■ WORK TO DO
Quote the whole listing word for word, please.

■ RECORD LIST
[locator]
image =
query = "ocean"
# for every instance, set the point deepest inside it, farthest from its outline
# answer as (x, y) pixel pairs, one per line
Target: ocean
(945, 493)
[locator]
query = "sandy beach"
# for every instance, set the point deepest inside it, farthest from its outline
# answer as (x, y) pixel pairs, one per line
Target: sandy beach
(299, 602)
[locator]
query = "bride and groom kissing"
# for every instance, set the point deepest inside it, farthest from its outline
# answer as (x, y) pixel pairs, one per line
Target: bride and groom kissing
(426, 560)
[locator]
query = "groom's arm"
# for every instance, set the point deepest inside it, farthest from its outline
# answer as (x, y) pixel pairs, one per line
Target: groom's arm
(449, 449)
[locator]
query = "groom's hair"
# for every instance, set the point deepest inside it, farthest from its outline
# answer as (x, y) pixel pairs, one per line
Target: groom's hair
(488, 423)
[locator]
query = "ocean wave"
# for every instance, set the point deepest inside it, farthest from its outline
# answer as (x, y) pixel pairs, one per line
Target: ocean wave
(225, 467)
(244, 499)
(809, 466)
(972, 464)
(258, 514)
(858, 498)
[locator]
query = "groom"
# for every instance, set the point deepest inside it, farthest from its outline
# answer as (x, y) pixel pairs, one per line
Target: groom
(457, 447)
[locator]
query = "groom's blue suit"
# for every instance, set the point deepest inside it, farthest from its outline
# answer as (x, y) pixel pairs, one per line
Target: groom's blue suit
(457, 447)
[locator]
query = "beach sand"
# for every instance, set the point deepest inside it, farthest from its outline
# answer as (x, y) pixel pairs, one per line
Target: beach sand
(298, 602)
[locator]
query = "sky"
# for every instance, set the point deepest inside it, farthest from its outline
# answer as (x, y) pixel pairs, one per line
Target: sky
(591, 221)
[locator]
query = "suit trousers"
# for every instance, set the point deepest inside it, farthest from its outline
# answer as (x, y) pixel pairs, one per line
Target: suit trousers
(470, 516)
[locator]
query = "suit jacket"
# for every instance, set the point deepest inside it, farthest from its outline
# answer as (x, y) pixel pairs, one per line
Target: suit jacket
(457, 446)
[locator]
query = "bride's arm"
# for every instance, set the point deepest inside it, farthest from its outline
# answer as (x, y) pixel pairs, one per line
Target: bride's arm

■ RESPONSE BELOW
[locator]
image =
query = "ocean"
# for every instance, set the point deepest inside it, farthest from its outline
# answer as (x, y) pixel pairs, one per line
Target: ocean
(945, 493)
[locator]
query = "sandy beach"
# for every instance, set the point deepest inside it, farthest from its outline
# answer as (x, y) pixel pairs, one per line
Target: sandy beach
(299, 602)
[locator]
query = "bride and groom kissing"
# for every instance, set the point deepest inside it, farthest from its outline
# answer as (x, y) pixel pairs, one per line
Target: bride and groom kissing
(426, 560)
[locator]
query = "groom's arm"
# for every instance, set the point deepest inside it, farthest from its outline
# answer as (x, y) pixel pairs, one per line
Target: groom's arm
(449, 449)
[locator]
query = "groom's hair"
# for every instance, set the point deepest inside it, farthest from its outline
# answer as (x, y) pixel pairs, one per line
Target: groom's hair
(488, 423)
[locator]
query = "ocean wave"
# for every instance, set the point deepest inside it, farthest from its outline
# answer as (x, y) pixel pairs, one per line
Target: ocean wave
(225, 467)
(244, 499)
(809, 466)
(972, 464)
(258, 514)
(858, 498)
[locator]
query = "groom"
# for every instance, set the point deepest inside it, farthest from its outline
# answer as (x, y) pixel pairs, one per line
Target: groom
(457, 447)
[locator]
query = "groom's blue suit"
# for every instance, set the point deepest inside it, farthest from its outline
# answer as (x, y) pixel pairs, one per line
Target: groom's blue suit
(457, 447)
[locator]
query = "beach sand"
# for every instance, set the point deepest inside it, farthest from its outline
# answer as (x, y) pixel pairs, one per line
Target: beach sand
(298, 602)
[locator]
query = "sky"
# for every instance, set the point deepest inside it, farthest from its outline
# answer as (x, y) pixel pairs, one per line
Target: sky
(591, 221)
[locator]
query = "suit trousers"
# for every instance, set the point deepest inside it, farthest from its outline
# answer as (x, y) pixel pairs, one per line
Target: suit trousers
(470, 516)
[locator]
query = "suit jacket"
# for every instance, set the point deepest inside it, farthest from its outline
# answer as (x, y) pixel pairs, one per line
Target: suit jacket
(457, 446)
[locator]
query = "bride's arm"
# for every instance, set the point deepest inside it, farthest from its outline
# answer as (x, y) pixel pairs, one per line
Target: bride's arm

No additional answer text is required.